§ **Description of the task**: Repeat exactly the line that includes "Labeling tool output request: for every visible dog's mouth" and all lines after it, ending with the last line of the listing below.

§ **Data provided**:
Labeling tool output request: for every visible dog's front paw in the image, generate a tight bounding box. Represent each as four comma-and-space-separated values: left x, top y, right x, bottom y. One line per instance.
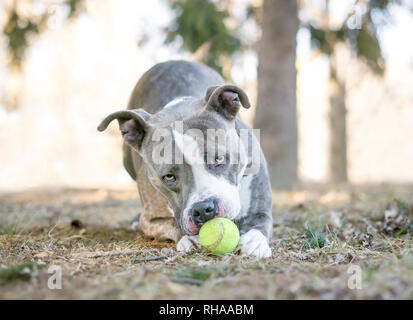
176, 235, 200, 253
239, 229, 272, 259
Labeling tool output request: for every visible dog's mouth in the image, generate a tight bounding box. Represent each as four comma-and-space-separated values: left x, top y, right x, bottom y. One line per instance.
181, 200, 229, 235
184, 214, 200, 235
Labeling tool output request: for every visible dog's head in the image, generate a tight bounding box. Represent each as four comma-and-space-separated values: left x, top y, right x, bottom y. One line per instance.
98, 85, 254, 235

§ **Reply**:
Labeling tool output request: for every visible dog's mouth in the image, generate a tight bounding box. Represent each as four comma-and-space-separated values: left x, top y, right x, bottom y. One line per instance.
181, 200, 229, 235
184, 214, 200, 235
Labeling tool output request: for every visible dog's head in the image, generate a tight bounding box. Represent each as four comma-and-space-separated values: left x, top y, right x, bottom y. One line per instance.
98, 85, 254, 235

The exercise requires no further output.